▶ STATED GOAL:
Write out the data again, from the line that contains "the horse's belly" through the line that contains "[[264, 0, 280, 166]]", both lines included. Keep the requests, and scale every coordinate in the answers by 0.9, rounding to whole numbers with halves rounded up, while the requests and their format samples stay unchanged.

Bounding-box records:
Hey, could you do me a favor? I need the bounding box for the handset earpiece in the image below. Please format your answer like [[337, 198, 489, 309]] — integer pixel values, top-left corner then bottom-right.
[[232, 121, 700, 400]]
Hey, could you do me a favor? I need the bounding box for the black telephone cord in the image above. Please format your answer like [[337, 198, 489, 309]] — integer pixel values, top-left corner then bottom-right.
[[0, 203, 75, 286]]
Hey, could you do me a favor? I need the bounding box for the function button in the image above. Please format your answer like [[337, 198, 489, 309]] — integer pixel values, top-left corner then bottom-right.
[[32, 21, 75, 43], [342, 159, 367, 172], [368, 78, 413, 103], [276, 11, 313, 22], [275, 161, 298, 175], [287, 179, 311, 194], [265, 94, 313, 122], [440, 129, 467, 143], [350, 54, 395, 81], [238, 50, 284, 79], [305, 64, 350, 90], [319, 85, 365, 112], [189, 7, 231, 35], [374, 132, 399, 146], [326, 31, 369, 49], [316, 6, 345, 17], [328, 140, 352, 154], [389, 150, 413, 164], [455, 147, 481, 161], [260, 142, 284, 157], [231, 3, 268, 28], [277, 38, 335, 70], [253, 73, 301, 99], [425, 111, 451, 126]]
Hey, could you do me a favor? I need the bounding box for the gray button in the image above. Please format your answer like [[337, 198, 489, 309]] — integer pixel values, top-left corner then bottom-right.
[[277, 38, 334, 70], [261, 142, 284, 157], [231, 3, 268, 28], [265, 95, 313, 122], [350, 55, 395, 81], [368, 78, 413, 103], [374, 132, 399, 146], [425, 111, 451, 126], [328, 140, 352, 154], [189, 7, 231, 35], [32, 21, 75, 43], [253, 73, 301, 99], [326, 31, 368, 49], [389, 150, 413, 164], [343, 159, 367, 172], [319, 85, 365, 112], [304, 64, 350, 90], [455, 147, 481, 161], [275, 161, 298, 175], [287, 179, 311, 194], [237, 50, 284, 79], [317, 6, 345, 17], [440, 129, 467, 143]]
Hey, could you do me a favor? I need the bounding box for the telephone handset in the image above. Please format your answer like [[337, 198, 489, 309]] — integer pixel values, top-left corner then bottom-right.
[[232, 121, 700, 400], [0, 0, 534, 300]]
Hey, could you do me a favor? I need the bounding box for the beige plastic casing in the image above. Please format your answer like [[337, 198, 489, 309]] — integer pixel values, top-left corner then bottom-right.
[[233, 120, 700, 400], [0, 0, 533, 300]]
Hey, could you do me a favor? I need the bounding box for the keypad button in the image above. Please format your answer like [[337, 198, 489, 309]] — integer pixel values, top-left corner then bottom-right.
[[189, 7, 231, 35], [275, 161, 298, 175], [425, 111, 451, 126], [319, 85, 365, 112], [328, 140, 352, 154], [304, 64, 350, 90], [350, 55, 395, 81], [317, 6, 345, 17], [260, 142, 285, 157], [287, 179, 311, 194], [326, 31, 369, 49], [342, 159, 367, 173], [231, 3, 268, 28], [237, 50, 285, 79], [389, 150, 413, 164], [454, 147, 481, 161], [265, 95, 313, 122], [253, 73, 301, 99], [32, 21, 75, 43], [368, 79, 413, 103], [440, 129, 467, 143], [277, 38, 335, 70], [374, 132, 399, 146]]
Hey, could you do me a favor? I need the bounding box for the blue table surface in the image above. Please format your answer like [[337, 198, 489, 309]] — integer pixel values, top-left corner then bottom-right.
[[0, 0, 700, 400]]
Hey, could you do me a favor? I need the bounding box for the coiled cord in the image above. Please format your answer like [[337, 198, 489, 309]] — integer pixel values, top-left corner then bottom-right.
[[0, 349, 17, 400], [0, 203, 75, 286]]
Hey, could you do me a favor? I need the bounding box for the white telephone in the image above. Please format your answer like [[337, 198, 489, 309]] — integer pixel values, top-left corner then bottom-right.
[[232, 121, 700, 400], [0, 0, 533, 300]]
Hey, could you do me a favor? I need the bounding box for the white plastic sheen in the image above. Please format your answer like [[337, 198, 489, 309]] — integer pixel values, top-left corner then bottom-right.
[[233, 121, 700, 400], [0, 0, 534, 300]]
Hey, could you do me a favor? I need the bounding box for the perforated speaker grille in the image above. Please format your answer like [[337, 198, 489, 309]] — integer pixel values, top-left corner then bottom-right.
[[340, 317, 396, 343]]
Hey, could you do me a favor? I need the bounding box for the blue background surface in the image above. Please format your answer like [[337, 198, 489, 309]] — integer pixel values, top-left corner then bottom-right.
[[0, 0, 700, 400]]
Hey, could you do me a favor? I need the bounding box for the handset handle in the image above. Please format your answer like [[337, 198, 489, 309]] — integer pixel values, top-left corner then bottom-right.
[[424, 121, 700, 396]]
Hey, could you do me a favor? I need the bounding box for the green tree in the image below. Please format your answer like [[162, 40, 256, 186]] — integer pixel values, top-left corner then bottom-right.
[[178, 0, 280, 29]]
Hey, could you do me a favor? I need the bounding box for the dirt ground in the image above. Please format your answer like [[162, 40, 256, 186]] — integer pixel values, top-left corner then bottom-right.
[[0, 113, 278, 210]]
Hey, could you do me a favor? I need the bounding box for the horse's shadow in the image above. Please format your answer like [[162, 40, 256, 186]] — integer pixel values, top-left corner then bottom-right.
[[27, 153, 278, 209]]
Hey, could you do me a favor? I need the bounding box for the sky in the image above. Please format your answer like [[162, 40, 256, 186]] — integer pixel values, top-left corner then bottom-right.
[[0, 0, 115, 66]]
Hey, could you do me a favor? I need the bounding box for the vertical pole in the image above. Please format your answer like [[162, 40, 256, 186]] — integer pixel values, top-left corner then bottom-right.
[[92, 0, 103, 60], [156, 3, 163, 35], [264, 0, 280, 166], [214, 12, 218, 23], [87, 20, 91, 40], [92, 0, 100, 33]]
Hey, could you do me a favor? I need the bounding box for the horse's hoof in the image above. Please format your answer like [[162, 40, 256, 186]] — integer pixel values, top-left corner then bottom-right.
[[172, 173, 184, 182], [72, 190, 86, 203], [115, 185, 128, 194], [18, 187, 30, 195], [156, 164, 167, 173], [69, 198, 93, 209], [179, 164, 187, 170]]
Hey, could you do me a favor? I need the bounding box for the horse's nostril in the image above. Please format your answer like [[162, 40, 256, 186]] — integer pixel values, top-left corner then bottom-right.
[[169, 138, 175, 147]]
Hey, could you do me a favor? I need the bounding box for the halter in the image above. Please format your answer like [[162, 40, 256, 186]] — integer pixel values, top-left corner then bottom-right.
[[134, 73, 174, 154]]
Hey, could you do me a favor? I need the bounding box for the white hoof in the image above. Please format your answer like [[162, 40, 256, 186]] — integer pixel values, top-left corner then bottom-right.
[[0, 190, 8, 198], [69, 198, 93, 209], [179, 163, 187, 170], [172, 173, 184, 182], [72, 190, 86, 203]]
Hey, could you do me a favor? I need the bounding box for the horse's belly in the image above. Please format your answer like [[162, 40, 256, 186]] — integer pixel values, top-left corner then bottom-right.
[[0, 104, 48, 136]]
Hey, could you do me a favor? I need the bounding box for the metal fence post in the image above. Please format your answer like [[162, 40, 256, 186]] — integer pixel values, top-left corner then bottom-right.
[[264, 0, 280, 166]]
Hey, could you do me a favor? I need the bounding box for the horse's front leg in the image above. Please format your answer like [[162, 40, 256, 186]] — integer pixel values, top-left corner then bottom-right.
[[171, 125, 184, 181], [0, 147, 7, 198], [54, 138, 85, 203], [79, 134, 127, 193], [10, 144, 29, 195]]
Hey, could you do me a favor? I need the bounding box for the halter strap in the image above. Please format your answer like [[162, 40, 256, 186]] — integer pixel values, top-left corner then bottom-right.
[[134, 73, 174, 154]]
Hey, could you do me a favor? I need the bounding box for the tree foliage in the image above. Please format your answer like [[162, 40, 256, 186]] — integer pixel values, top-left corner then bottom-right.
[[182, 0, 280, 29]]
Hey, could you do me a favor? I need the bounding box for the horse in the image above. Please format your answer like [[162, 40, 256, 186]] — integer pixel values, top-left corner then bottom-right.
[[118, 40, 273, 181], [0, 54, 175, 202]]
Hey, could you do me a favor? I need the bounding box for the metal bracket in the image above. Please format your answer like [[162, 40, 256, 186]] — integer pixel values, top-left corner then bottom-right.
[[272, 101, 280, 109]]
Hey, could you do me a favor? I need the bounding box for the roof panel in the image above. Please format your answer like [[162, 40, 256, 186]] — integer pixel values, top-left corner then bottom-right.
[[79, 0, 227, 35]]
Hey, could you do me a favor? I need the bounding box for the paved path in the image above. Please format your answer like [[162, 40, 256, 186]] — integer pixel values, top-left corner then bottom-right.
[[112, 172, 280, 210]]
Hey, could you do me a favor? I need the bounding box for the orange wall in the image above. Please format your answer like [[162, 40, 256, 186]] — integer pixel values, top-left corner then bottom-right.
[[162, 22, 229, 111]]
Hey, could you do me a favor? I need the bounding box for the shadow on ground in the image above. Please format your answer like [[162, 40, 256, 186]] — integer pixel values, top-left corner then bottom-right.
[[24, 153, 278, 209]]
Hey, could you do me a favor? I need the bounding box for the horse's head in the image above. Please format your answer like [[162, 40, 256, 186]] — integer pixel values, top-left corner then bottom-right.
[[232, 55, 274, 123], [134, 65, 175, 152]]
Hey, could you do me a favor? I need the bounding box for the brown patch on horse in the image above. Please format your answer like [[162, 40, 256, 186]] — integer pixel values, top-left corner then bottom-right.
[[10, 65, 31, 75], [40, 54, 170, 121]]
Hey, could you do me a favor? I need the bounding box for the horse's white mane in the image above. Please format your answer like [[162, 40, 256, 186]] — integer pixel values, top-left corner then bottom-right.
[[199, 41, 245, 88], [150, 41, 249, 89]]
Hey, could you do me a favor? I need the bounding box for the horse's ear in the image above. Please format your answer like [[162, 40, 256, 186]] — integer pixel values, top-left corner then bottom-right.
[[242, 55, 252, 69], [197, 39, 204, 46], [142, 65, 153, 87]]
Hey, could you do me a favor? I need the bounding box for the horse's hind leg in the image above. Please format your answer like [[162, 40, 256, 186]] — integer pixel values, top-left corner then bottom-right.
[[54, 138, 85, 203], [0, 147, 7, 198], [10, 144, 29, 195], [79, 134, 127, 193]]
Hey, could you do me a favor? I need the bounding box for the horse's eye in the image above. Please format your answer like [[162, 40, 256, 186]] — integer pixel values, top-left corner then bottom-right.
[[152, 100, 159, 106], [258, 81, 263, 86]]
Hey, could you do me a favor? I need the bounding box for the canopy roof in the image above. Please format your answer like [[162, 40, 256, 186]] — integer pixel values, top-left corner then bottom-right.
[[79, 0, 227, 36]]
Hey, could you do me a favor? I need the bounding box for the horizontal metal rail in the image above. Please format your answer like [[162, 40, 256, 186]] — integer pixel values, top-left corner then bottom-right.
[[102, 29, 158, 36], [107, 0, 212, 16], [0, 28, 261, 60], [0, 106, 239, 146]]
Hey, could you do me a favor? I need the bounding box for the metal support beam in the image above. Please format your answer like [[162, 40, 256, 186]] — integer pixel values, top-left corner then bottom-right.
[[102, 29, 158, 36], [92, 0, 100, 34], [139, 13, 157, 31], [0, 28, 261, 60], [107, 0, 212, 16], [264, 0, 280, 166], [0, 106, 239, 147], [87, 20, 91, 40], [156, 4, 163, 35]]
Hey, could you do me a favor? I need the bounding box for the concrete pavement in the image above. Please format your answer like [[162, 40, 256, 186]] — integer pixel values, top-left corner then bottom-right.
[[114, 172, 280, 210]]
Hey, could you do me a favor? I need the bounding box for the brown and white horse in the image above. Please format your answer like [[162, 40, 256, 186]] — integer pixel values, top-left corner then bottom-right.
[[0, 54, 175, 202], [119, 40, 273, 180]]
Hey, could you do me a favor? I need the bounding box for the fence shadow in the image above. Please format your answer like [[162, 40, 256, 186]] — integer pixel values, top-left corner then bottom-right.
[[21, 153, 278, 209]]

▶ EXERCISE RESULT:
Hey, could you do me a favor? I need the bounding box for the horse's belly in the image above. Please format your answer like [[162, 40, 256, 186]] — integer pixel values, top-left corner then bottom-right.
[[0, 94, 43, 122]]
Hey, could you do me a favor? I need the bounding box for the metal fence post in the image above. Please format your answer like [[162, 40, 256, 186]] — integer pixel values, top-left corner then bottom-right.
[[238, 0, 252, 149]]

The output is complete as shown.